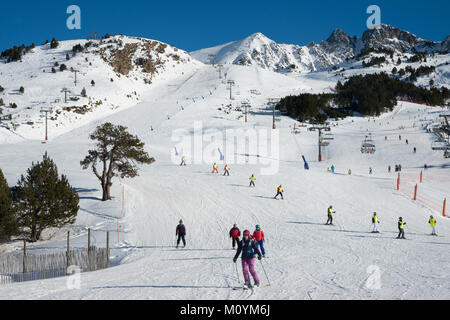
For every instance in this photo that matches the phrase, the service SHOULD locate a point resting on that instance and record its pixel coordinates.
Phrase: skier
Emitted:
(401, 230)
(432, 223)
(258, 236)
(279, 192)
(330, 215)
(375, 223)
(252, 180)
(181, 233)
(235, 233)
(226, 170)
(248, 248)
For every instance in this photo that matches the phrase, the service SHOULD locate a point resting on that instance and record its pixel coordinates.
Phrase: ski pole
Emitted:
(237, 272)
(265, 272)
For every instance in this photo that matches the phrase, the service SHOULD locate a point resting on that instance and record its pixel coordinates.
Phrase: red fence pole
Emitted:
(443, 209)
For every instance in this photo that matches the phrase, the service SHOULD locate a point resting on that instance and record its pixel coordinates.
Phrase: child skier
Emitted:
(181, 233)
(235, 233)
(330, 215)
(401, 229)
(258, 236)
(279, 192)
(432, 223)
(375, 223)
(248, 248)
(252, 180)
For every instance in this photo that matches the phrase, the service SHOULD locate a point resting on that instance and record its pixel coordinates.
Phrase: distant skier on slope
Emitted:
(252, 180)
(181, 233)
(226, 170)
(375, 223)
(258, 236)
(432, 223)
(235, 233)
(401, 228)
(248, 248)
(330, 215)
(279, 192)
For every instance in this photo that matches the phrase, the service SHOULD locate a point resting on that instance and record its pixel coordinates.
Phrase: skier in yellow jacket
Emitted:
(375, 223)
(252, 180)
(432, 223)
(279, 192)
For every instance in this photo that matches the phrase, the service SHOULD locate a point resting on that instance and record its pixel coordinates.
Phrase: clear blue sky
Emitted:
(196, 24)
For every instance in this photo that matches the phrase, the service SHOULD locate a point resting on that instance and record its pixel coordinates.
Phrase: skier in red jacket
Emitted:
(235, 233)
(258, 236)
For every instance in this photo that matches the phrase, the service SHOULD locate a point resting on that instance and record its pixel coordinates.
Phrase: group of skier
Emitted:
(375, 222)
(248, 247)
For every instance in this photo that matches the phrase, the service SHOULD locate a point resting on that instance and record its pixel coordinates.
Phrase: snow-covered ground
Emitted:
(305, 258)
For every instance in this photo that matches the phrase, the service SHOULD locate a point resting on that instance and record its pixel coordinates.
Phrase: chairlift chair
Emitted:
(368, 146)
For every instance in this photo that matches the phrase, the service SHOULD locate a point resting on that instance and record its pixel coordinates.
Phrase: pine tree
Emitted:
(45, 200)
(8, 220)
(117, 151)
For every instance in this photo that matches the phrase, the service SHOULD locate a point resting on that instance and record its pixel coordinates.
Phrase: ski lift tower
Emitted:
(220, 68)
(245, 105)
(231, 84)
(46, 110)
(273, 102)
(66, 91)
(211, 58)
(320, 128)
(75, 72)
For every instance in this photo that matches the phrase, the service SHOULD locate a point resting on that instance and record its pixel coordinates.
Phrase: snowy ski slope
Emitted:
(305, 258)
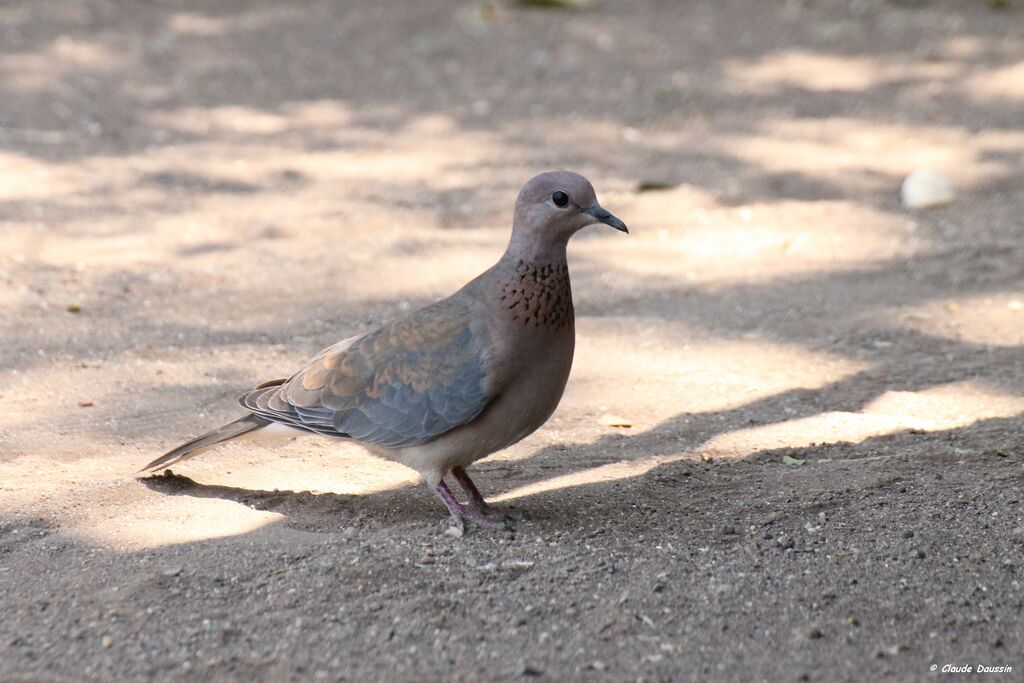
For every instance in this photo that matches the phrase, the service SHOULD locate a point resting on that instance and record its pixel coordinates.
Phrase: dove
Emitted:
(457, 380)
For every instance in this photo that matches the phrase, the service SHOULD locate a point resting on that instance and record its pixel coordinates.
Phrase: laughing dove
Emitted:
(455, 381)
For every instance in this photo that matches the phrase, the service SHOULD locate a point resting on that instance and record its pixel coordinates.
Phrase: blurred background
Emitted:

━━━━━━━━━━━━━━━━

> [Task description]
Above are some records. Copy each of their lines that holds the string "slope".

> [Task result]
Phrase: distant skier on slope
Phrase: snowy ski slope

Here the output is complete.